• **Request**
In the rows below, find the line with "Objective — for every instance of the white curtain" and the line with "[[103, 267]]". Copy out both of those lines and everything between them word for word, and nothing else.

** begin Raw data **

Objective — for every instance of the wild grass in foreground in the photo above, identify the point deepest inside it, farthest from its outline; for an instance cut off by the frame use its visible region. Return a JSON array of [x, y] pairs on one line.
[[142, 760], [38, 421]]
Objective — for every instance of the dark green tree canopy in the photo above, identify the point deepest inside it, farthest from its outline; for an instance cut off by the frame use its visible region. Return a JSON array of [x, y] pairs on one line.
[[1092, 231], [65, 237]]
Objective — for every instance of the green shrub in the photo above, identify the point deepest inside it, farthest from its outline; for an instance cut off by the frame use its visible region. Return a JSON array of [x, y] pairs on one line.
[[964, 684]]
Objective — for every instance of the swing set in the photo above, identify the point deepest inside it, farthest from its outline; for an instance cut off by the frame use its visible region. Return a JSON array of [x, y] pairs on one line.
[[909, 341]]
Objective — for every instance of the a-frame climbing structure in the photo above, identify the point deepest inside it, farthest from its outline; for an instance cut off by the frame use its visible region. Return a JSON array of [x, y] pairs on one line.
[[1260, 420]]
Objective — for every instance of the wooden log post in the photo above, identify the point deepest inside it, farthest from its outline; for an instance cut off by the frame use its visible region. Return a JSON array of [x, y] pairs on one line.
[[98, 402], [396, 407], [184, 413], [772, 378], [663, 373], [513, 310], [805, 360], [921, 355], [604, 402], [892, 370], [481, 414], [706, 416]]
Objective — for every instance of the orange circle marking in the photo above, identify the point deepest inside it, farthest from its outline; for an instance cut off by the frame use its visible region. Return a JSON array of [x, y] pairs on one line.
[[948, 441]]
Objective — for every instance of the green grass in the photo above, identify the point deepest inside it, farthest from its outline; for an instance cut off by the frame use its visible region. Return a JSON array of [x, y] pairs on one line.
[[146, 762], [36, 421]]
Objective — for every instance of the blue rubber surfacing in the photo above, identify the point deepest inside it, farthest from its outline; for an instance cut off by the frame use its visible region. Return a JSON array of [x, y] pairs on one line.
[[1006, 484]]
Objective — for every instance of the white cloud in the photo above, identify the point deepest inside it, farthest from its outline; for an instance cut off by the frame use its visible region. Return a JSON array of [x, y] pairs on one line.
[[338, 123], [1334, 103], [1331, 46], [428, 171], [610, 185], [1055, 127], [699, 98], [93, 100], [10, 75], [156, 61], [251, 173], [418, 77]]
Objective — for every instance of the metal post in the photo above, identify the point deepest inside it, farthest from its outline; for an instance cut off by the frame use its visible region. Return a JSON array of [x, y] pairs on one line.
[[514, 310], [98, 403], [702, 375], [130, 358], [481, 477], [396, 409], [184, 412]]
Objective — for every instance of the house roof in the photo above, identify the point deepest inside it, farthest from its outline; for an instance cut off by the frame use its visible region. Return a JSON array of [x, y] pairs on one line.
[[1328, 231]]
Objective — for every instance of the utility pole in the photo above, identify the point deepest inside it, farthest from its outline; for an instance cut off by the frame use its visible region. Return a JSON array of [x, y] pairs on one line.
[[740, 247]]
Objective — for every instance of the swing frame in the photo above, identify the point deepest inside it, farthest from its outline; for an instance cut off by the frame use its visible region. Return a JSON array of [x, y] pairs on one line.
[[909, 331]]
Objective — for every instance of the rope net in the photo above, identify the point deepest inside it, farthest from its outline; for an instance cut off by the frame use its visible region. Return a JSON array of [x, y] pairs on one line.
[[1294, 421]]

** end Raw data **
** begin Raw data **

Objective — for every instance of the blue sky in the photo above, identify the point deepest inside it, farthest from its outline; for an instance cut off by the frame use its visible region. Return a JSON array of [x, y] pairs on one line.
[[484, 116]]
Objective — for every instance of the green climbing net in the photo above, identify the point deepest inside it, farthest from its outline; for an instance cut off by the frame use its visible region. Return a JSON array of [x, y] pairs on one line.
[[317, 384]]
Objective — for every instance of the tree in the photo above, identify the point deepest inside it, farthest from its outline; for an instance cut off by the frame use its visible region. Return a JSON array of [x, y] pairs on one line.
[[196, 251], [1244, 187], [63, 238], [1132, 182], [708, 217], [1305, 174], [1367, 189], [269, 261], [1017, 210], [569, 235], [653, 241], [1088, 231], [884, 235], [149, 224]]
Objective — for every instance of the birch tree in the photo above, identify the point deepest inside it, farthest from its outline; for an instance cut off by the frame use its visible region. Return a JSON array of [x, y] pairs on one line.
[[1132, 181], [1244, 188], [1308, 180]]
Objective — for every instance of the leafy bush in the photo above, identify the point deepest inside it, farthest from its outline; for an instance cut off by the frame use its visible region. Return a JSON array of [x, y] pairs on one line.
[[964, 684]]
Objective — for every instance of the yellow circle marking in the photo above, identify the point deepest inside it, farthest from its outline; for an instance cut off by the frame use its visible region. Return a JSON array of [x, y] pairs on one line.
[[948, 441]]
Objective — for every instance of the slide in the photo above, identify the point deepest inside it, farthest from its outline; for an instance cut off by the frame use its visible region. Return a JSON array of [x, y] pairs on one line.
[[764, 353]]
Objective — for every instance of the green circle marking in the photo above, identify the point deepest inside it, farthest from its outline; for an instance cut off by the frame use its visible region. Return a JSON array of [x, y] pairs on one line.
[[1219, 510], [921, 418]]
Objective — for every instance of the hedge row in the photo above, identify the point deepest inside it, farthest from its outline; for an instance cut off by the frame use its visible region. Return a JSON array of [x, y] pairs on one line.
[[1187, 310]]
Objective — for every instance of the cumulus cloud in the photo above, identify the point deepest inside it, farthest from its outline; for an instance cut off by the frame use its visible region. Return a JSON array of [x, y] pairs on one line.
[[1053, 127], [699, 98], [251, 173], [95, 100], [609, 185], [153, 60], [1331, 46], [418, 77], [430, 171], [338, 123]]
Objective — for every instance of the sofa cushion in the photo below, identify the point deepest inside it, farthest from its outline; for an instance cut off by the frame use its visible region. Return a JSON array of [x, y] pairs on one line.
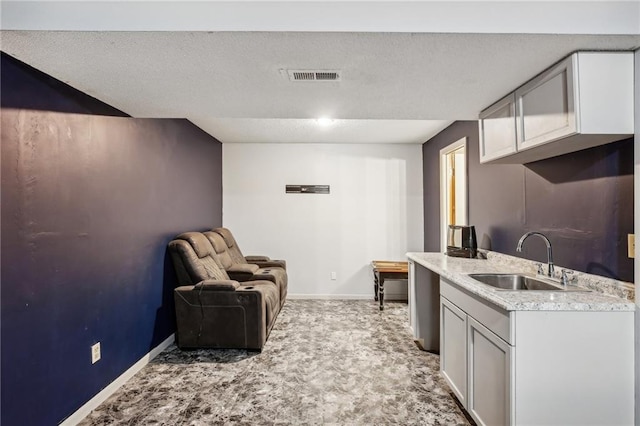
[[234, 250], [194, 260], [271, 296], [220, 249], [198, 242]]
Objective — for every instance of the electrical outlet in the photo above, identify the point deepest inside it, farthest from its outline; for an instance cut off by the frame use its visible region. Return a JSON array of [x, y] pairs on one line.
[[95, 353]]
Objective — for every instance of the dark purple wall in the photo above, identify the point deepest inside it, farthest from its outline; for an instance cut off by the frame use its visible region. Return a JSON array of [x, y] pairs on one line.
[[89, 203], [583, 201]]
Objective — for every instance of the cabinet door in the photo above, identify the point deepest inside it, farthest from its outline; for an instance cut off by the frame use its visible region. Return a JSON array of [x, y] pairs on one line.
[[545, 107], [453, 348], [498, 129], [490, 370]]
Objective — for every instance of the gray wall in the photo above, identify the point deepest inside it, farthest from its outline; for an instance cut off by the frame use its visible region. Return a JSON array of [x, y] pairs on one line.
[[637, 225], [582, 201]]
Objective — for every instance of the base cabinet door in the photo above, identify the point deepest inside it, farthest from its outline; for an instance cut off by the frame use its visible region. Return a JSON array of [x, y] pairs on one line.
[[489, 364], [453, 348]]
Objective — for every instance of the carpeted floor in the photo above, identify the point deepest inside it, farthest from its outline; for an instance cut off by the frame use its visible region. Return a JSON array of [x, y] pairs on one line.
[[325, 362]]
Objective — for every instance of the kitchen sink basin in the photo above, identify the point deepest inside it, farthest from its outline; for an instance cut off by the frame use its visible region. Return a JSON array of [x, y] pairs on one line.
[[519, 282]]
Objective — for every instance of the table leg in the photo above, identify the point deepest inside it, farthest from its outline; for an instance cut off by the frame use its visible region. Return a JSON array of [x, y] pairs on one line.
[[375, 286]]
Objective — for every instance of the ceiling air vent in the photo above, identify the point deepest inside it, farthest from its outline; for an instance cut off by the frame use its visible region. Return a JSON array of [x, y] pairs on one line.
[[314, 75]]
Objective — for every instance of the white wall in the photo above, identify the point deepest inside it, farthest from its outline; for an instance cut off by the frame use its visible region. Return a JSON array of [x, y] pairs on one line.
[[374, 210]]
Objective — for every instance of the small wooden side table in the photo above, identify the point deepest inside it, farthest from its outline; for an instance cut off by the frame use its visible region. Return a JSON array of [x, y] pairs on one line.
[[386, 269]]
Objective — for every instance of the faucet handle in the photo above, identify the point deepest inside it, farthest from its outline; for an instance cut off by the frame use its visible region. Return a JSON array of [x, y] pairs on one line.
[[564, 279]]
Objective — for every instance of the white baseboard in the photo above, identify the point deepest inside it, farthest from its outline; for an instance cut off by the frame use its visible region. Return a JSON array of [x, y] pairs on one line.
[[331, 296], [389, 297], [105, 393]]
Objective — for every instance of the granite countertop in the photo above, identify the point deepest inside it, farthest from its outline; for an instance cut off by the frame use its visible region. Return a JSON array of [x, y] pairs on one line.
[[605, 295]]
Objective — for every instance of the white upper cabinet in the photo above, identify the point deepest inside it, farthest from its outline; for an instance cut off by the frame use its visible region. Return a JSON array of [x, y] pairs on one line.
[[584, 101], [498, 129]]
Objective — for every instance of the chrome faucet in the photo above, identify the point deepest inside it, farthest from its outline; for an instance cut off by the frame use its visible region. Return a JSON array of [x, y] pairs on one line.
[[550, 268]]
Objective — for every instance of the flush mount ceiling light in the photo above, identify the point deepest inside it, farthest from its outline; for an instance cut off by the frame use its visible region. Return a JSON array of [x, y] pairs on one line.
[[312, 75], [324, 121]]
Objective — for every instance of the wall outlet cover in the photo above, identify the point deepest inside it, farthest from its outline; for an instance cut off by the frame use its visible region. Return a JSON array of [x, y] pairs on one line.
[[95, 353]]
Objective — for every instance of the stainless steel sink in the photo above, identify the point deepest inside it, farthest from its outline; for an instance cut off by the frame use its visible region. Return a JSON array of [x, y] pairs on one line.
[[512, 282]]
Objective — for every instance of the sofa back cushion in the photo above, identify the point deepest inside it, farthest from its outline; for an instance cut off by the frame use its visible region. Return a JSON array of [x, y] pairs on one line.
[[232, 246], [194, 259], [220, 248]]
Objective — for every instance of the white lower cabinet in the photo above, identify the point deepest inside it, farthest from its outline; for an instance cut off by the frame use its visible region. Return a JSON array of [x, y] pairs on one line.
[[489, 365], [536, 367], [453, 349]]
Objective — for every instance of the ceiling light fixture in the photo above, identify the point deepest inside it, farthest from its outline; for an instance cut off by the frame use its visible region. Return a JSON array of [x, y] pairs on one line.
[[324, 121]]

** end Raw data **
** begin Raw data **

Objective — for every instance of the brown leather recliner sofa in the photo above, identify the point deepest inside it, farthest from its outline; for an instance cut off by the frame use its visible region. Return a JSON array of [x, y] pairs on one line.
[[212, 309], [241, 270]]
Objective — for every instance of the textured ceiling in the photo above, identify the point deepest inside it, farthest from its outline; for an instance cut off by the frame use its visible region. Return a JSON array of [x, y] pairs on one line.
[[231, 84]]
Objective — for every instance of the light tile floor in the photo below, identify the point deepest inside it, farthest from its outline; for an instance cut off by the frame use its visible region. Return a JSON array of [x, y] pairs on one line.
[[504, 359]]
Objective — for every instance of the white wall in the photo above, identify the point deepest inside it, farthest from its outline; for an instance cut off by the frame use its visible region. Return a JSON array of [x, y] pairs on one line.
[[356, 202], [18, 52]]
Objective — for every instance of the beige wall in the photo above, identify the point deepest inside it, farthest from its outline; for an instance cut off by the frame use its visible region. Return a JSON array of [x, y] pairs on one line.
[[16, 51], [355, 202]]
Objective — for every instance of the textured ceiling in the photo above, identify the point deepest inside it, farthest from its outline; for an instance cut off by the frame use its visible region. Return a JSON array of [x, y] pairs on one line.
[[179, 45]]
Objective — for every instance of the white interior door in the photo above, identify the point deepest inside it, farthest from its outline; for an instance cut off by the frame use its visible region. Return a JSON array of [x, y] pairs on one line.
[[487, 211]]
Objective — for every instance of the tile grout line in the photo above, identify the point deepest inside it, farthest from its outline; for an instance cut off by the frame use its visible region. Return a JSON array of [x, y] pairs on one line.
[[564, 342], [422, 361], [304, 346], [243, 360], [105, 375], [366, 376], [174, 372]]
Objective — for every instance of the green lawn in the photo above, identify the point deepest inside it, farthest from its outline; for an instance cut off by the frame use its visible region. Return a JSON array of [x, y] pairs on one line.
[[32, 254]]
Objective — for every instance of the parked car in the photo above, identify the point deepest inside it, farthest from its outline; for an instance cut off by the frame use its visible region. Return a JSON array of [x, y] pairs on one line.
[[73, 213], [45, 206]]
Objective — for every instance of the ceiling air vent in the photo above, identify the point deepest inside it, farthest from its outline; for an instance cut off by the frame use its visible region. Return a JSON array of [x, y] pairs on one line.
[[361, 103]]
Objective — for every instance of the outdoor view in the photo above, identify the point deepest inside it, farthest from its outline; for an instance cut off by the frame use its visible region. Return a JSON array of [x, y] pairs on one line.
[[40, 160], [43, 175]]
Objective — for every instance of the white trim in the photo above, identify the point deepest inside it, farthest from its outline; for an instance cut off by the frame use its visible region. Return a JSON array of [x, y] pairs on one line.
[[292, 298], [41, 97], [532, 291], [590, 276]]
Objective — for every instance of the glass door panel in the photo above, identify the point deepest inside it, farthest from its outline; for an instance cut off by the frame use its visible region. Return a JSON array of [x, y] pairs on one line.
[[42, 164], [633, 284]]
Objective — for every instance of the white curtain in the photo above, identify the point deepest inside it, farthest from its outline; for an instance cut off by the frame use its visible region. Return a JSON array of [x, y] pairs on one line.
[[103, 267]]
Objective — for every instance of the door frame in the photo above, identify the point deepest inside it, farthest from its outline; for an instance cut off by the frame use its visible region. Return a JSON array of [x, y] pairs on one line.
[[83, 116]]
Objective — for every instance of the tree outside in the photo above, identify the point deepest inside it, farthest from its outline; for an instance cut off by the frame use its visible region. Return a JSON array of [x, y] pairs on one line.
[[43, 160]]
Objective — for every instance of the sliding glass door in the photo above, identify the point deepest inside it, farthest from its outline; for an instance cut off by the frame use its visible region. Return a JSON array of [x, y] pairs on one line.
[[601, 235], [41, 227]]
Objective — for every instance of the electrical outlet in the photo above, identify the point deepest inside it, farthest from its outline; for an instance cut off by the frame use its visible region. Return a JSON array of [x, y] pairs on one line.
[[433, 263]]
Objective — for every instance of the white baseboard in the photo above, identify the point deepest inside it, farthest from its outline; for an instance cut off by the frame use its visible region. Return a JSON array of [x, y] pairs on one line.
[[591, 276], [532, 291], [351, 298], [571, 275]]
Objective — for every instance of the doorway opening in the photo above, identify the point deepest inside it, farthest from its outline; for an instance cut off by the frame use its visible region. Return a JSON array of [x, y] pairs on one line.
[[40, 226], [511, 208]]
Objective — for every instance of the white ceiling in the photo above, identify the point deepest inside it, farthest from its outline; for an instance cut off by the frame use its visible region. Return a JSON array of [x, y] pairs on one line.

** end Raw data **

• **Final result**
Objective — for every instance of the white curtain in the photo above, identify the point deepest inside it, farthest from its outline; for an instance cut off by the frame use its visible region. Return a JSON array of [x, y] pairs on one line.
[[103, 267]]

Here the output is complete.